Required work: From the entries below, retype only the lines from the one with "like x=526, y=611." through the one with "Report x and y for each instance of the suit", exactly as written.
++++++++++
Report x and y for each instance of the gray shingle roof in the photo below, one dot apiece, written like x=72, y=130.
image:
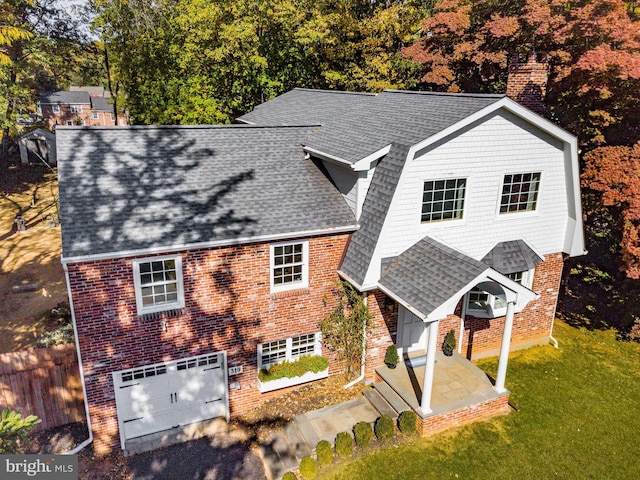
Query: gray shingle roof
x=374, y=211
x=64, y=97
x=101, y=104
x=357, y=125
x=302, y=106
x=511, y=257
x=427, y=274
x=140, y=188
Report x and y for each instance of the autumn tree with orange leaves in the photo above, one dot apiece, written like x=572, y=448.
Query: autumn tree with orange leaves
x=592, y=46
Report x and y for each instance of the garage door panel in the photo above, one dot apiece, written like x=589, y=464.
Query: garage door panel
x=155, y=398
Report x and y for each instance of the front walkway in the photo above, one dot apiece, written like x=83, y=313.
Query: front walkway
x=457, y=383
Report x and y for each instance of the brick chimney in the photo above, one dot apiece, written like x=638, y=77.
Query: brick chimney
x=527, y=82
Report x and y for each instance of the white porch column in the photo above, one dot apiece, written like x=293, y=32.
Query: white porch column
x=504, y=349
x=427, y=384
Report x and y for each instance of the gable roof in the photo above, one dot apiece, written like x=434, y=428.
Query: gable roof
x=64, y=97
x=511, y=257
x=374, y=212
x=148, y=189
x=358, y=125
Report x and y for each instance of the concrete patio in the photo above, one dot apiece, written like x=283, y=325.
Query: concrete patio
x=457, y=383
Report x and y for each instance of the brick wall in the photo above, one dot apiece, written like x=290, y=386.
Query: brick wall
x=527, y=82
x=229, y=308
x=482, y=337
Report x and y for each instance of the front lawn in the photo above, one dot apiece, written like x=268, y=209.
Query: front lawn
x=578, y=418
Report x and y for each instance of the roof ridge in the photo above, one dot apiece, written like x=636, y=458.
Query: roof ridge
x=335, y=91
x=448, y=94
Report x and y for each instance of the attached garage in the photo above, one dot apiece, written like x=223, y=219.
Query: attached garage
x=158, y=397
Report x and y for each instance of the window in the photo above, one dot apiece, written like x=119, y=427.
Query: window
x=158, y=284
x=289, y=266
x=443, y=199
x=288, y=349
x=519, y=192
x=483, y=304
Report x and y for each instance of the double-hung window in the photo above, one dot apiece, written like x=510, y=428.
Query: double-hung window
x=519, y=192
x=289, y=265
x=158, y=284
x=443, y=199
x=288, y=349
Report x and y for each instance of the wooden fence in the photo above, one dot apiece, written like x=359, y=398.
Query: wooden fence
x=44, y=382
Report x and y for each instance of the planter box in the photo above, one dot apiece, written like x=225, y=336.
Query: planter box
x=290, y=382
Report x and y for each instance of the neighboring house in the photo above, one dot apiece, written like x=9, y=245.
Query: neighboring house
x=197, y=255
x=87, y=106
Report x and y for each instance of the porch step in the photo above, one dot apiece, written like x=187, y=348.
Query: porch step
x=379, y=403
x=392, y=398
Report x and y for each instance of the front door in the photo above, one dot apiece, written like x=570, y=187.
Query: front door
x=412, y=332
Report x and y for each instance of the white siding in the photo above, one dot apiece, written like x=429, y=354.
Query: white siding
x=483, y=154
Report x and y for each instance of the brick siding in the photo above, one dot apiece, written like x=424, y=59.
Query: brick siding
x=229, y=308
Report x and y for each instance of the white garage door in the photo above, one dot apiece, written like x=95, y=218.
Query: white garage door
x=162, y=396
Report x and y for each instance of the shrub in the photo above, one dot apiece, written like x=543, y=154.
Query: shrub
x=384, y=427
x=408, y=422
x=324, y=452
x=391, y=358
x=344, y=445
x=308, y=467
x=14, y=431
x=307, y=363
x=362, y=433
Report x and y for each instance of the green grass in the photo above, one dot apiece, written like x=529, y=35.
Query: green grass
x=578, y=418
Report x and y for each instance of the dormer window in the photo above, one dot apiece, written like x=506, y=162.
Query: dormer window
x=519, y=192
x=443, y=199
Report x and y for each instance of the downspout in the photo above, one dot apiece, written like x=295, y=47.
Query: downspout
x=84, y=387
x=364, y=351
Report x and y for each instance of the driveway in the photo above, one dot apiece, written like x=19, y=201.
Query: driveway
x=203, y=459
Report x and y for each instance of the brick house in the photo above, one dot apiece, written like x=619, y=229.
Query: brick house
x=87, y=106
x=197, y=255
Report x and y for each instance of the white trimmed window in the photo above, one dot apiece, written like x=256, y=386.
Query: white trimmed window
x=519, y=192
x=443, y=199
x=485, y=305
x=288, y=349
x=158, y=284
x=289, y=266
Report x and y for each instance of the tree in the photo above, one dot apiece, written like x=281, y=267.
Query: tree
x=344, y=329
x=37, y=40
x=593, y=48
x=614, y=172
x=198, y=61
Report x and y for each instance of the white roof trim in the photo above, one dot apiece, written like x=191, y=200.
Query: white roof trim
x=218, y=243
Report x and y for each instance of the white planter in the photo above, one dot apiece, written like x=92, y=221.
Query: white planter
x=289, y=382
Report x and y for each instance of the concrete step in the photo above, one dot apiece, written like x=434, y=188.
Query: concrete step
x=379, y=403
x=284, y=450
x=297, y=441
x=392, y=398
x=272, y=460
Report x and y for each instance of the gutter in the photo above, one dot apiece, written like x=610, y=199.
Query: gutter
x=81, y=369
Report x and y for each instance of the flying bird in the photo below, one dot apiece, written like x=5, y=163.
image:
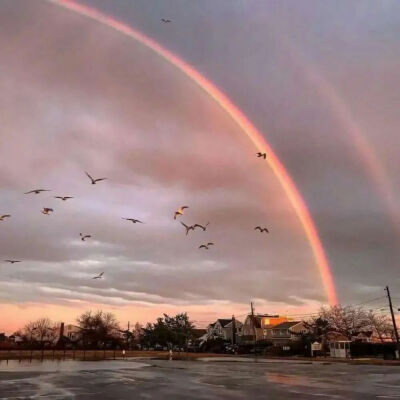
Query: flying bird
x=94, y=181
x=206, y=246
x=133, y=220
x=188, y=228
x=37, y=191
x=204, y=227
x=180, y=211
x=84, y=237
x=63, y=198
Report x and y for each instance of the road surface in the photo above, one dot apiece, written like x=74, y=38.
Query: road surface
x=202, y=380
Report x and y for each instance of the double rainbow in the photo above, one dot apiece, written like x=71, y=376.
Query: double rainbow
x=247, y=127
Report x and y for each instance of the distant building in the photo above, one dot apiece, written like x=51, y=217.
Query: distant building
x=226, y=329
x=260, y=325
x=286, y=332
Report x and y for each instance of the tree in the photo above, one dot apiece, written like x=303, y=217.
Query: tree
x=181, y=328
x=97, y=329
x=168, y=331
x=346, y=320
x=380, y=325
x=42, y=330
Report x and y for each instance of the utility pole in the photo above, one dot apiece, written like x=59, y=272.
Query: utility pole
x=233, y=330
x=396, y=333
x=254, y=329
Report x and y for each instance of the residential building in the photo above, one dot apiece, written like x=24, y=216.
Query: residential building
x=223, y=328
x=260, y=325
x=286, y=332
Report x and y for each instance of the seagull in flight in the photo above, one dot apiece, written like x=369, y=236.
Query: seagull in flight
x=180, y=211
x=188, y=228
x=133, y=220
x=84, y=237
x=63, y=198
x=204, y=227
x=37, y=191
x=94, y=181
x=206, y=246
x=47, y=211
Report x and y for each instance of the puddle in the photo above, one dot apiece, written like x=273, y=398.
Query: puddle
x=68, y=365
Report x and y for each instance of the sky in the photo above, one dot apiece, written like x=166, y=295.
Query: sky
x=320, y=80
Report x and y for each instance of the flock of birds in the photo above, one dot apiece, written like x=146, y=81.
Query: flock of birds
x=177, y=214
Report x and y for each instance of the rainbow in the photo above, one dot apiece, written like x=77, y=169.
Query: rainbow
x=247, y=127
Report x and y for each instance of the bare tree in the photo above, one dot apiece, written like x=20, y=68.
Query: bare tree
x=42, y=330
x=381, y=325
x=346, y=320
x=98, y=328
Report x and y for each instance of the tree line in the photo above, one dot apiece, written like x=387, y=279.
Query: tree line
x=101, y=330
x=349, y=322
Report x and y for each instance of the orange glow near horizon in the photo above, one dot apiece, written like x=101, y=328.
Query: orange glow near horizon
x=248, y=128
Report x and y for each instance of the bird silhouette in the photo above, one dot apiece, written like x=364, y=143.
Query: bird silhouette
x=47, y=211
x=94, y=181
x=204, y=227
x=180, y=211
x=133, y=220
x=37, y=191
x=188, y=228
x=84, y=237
x=63, y=198
x=261, y=229
x=206, y=246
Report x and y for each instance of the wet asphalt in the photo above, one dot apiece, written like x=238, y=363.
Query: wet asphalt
x=165, y=380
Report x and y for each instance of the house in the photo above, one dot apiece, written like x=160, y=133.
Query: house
x=72, y=332
x=260, y=325
x=224, y=329
x=286, y=332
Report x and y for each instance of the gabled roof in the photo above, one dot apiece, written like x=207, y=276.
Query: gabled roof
x=224, y=322
x=286, y=325
x=197, y=332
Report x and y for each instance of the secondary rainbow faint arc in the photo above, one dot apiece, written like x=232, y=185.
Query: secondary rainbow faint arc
x=236, y=114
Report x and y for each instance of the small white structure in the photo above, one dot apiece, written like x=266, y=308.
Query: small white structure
x=340, y=348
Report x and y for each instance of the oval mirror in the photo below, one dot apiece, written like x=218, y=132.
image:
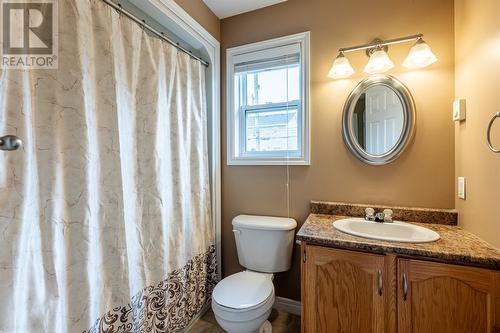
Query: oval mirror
x=378, y=119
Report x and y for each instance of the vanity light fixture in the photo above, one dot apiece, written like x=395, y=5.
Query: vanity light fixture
x=341, y=67
x=379, y=62
x=420, y=56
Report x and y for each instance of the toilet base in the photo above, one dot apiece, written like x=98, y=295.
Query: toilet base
x=266, y=327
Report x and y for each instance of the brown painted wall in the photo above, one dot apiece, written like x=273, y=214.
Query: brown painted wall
x=203, y=15
x=422, y=177
x=477, y=79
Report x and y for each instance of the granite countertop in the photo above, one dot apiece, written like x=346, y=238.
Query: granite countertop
x=455, y=246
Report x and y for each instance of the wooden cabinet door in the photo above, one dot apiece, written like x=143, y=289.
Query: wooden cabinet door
x=442, y=298
x=343, y=291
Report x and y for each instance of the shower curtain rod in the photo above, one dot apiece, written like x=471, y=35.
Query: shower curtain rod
x=159, y=34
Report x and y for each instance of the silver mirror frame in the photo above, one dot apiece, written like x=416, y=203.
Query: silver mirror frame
x=407, y=132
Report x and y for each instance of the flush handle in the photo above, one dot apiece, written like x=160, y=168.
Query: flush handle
x=405, y=286
x=380, y=282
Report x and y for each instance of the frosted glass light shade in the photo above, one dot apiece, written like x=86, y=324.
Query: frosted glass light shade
x=379, y=63
x=420, y=56
x=341, y=68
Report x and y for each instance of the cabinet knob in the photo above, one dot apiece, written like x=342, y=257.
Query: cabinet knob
x=380, y=282
x=405, y=286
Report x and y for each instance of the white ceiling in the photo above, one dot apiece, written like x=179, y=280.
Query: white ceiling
x=226, y=8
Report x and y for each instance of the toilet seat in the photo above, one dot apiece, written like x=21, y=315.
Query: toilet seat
x=244, y=291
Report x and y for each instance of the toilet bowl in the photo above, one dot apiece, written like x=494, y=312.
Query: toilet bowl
x=242, y=302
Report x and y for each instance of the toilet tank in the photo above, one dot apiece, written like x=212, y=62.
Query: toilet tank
x=264, y=243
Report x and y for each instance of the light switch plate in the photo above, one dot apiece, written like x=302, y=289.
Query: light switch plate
x=459, y=110
x=461, y=188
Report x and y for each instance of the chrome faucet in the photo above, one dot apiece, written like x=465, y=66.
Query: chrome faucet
x=384, y=216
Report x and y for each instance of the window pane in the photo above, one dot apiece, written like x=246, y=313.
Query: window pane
x=272, y=130
x=273, y=85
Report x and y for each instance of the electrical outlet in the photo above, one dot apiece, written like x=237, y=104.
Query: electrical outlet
x=461, y=188
x=459, y=110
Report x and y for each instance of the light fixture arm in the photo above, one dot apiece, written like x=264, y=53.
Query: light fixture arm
x=381, y=43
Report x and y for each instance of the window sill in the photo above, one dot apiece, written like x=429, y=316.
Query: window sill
x=242, y=161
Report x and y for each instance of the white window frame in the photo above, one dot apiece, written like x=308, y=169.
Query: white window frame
x=235, y=129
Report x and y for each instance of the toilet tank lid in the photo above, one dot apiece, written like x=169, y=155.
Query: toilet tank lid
x=264, y=222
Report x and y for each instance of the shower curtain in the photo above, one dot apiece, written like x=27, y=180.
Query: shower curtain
x=105, y=212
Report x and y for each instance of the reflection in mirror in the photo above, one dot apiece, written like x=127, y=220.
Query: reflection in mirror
x=377, y=119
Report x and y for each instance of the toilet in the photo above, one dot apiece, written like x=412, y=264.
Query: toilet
x=243, y=301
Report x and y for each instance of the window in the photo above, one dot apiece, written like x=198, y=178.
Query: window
x=267, y=102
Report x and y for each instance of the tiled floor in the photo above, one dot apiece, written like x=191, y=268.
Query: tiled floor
x=282, y=323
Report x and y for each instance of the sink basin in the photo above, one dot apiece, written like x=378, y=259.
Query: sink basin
x=393, y=232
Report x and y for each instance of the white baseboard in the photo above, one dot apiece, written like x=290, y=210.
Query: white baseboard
x=197, y=317
x=287, y=305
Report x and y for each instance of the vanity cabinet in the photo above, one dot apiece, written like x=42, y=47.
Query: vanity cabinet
x=343, y=291
x=350, y=291
x=435, y=297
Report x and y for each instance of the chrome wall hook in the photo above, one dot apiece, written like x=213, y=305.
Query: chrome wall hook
x=10, y=142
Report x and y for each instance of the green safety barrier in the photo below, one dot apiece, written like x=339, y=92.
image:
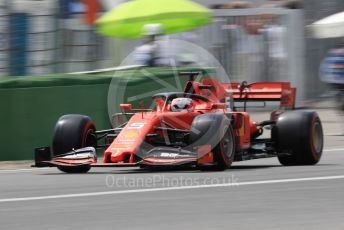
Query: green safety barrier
x=30, y=106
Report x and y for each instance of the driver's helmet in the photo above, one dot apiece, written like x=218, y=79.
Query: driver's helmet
x=181, y=104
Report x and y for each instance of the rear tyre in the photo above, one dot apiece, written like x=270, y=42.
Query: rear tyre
x=225, y=150
x=73, y=131
x=215, y=130
x=299, y=138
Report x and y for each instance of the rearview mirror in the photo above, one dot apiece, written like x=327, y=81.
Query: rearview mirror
x=219, y=106
x=126, y=106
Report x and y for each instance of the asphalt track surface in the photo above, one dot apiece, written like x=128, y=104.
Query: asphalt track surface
x=257, y=194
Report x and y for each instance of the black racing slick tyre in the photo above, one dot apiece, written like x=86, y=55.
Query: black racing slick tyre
x=73, y=131
x=298, y=137
x=216, y=130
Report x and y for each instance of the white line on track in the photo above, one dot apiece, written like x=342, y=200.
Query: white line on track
x=333, y=150
x=36, y=169
x=76, y=195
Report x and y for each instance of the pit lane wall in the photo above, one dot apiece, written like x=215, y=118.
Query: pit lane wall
x=30, y=106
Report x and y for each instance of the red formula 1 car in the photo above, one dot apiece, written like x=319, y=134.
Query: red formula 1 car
x=202, y=127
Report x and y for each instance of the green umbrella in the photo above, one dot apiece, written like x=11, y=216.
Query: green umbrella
x=128, y=19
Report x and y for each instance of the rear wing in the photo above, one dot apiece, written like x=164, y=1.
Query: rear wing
x=263, y=91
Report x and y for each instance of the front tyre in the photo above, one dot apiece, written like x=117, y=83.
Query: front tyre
x=73, y=131
x=298, y=137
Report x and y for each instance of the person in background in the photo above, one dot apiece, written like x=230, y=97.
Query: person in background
x=332, y=73
x=148, y=53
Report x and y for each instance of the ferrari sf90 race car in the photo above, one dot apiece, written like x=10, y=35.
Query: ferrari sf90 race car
x=206, y=127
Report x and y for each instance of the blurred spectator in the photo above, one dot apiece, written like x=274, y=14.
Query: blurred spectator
x=232, y=5
x=275, y=40
x=148, y=53
x=332, y=73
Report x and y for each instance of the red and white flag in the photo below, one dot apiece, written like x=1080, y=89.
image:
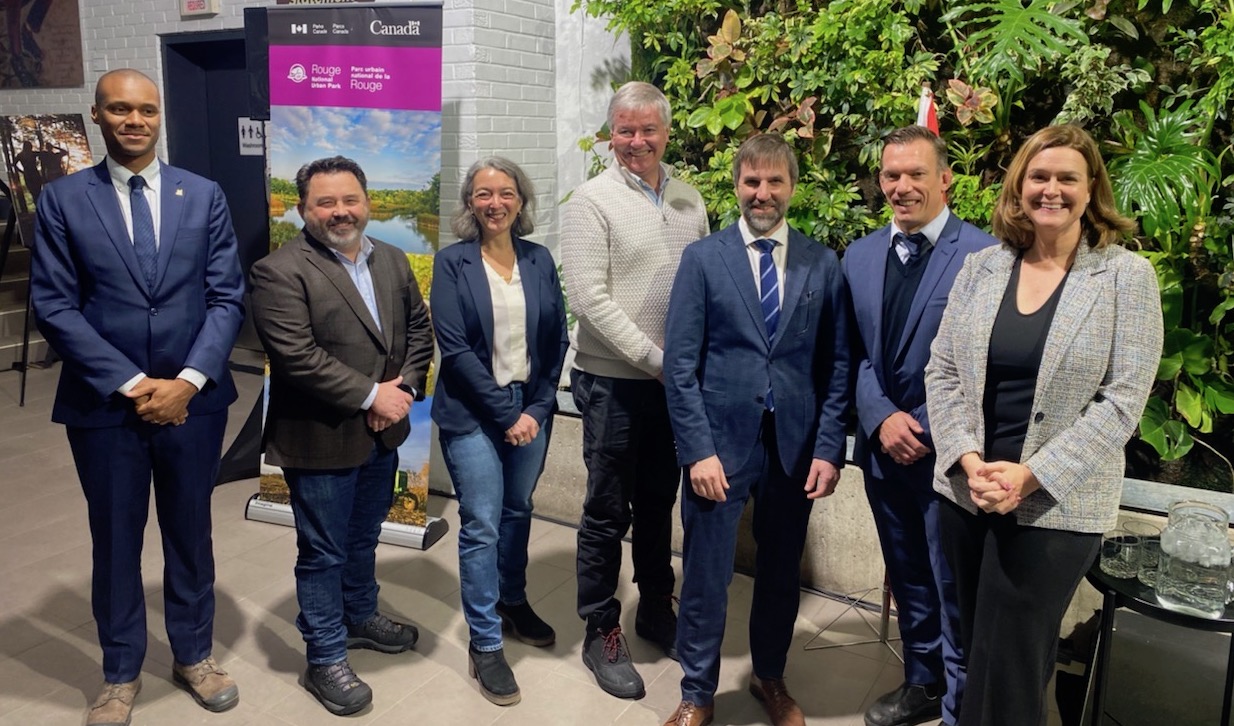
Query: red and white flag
x=927, y=112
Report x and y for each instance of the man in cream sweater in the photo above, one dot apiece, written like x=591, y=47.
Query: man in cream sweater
x=622, y=237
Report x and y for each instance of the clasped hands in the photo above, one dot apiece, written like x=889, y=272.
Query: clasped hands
x=708, y=480
x=997, y=487
x=391, y=405
x=162, y=400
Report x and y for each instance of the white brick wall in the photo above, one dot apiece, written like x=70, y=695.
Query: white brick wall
x=499, y=96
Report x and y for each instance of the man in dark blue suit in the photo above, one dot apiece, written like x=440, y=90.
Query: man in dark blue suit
x=757, y=373
x=136, y=283
x=900, y=278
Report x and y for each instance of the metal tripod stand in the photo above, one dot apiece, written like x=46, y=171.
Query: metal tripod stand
x=881, y=630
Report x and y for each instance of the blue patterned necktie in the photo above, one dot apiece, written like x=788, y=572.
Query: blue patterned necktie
x=915, y=243
x=769, y=290
x=143, y=229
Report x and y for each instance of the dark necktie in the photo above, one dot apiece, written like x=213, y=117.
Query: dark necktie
x=143, y=229
x=769, y=292
x=915, y=243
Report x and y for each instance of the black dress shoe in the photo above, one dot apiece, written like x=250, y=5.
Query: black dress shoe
x=657, y=621
x=906, y=706
x=526, y=625
x=606, y=656
x=494, y=675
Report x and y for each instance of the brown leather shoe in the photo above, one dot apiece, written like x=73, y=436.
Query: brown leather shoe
x=114, y=705
x=691, y=715
x=207, y=684
x=774, y=696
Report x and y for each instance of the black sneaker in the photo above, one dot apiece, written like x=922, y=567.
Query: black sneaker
x=494, y=675
x=526, y=625
x=606, y=656
x=655, y=621
x=381, y=634
x=337, y=688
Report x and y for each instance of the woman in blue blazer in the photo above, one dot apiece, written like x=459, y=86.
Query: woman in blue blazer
x=500, y=324
x=1038, y=377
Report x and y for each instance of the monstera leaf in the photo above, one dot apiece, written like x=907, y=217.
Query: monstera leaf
x=1160, y=171
x=1006, y=37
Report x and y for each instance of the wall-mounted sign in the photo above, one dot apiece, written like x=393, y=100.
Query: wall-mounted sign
x=199, y=8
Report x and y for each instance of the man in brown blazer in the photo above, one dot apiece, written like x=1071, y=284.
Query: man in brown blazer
x=349, y=343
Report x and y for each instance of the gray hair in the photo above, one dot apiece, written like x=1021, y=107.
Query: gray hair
x=765, y=150
x=637, y=94
x=463, y=222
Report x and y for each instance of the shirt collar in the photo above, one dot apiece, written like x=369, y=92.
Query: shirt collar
x=120, y=174
x=634, y=178
x=780, y=235
x=933, y=230
x=365, y=251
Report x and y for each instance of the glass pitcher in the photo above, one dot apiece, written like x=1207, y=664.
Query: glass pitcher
x=1193, y=575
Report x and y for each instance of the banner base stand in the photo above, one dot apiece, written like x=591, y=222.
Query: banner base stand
x=391, y=532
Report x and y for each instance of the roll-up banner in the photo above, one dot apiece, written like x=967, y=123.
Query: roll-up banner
x=365, y=83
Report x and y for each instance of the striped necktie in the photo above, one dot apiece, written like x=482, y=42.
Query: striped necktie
x=143, y=229
x=769, y=296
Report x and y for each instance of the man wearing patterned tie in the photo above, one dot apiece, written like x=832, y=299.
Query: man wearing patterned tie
x=757, y=374
x=136, y=283
x=900, y=278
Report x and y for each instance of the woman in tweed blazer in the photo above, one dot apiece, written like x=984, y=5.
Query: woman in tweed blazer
x=1038, y=377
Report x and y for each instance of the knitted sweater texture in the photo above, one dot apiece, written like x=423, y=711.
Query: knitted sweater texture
x=620, y=253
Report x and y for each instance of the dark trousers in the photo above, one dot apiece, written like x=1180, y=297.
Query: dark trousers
x=1014, y=584
x=781, y=514
x=338, y=520
x=116, y=466
x=632, y=479
x=905, y=511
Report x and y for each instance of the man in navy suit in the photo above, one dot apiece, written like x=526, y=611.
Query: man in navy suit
x=900, y=278
x=136, y=283
x=757, y=373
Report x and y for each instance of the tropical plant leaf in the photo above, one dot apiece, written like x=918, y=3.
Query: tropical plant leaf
x=1164, y=175
x=1169, y=437
x=1006, y=37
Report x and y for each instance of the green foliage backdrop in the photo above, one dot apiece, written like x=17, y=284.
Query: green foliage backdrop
x=1150, y=79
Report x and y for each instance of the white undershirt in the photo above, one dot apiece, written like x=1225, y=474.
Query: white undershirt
x=510, y=361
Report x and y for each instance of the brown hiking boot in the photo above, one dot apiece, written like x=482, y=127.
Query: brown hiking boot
x=207, y=684
x=114, y=705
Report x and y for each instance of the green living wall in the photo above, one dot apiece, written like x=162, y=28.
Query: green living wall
x=1150, y=79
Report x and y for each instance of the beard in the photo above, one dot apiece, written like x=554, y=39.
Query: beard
x=764, y=219
x=342, y=241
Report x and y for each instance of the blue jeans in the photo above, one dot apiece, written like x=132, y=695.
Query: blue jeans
x=494, y=482
x=338, y=519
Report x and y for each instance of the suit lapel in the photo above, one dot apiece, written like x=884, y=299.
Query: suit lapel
x=103, y=198
x=322, y=258
x=478, y=288
x=385, y=287
x=939, y=261
x=531, y=277
x=172, y=200
x=1079, y=294
x=738, y=263
x=796, y=269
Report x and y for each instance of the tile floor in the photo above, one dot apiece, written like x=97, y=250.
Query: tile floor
x=49, y=657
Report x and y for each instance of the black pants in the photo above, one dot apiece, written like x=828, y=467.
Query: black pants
x=632, y=478
x=1014, y=584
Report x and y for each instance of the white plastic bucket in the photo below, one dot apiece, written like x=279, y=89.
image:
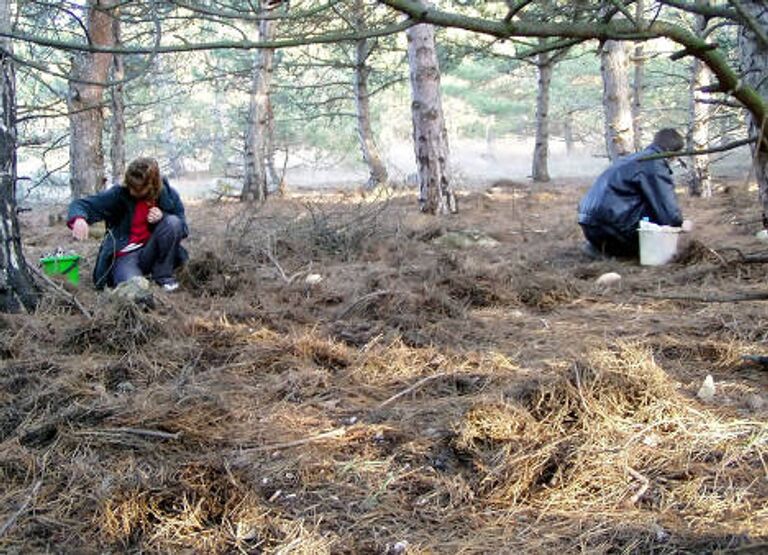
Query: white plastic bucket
++++++++++
Written answer:
Report x and y for each instance of the man in navy suit in the photo above, one dot apiece, written like x=526, y=611.
Query: man in navy suit
x=900, y=278
x=136, y=283
x=757, y=373
Report x and y for each instance of the tropical plant leaf in the photo above, one dot apiece, written like x=918, y=3.
Query: tropical plant leaf
x=1164, y=175
x=1169, y=437
x=1006, y=37
Report x and y for each instance of the green foliage backdrop in the photo above, one dot apiece, written like x=17, y=284.
Query: green foliage backdrop
x=1150, y=79
Report x and y for each instance of the white undershirt in the photo above, one dot apiece, written like x=1225, y=474.
Query: white undershirt
x=510, y=361
Report x and y for each instance of the brown hiking boot in the photo above, one dot apiece, written like x=482, y=127.
Query: brown hiking boot
x=207, y=684
x=114, y=705
Report x and y for each instance of the green living wall in the photo above, one dot apiece, written like x=162, y=28.
Query: green living wall
x=1150, y=79
Report x and y for each instance of the beard in the photo above, one dot apiece, written like x=554, y=39.
Query: beard
x=764, y=219
x=342, y=241
Report x and y for each instance of the blue jeans in the photo above, one dot apiece, written like x=132, y=695.
Query: blue jeans
x=494, y=482
x=338, y=519
Report x and y for each instance of the suit lapel in the photo above, one dot apiece, written like x=884, y=299.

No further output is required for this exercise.